• _Short problem_:
List every line in the data below that contains the word "instance". Case counts.

• _Records shown_:
○ ○ ○ ○
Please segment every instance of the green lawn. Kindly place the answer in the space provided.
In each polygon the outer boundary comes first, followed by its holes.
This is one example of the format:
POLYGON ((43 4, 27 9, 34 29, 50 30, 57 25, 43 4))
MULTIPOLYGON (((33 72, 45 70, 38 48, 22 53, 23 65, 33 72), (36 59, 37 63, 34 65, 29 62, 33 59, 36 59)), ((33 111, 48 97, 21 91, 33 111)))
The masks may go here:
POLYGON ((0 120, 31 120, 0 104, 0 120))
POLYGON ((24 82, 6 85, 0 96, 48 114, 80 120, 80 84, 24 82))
○ ○ ○ ○
• _Task result_:
Please segment every instance of the green lawn. Kindly place the answer in the space provided.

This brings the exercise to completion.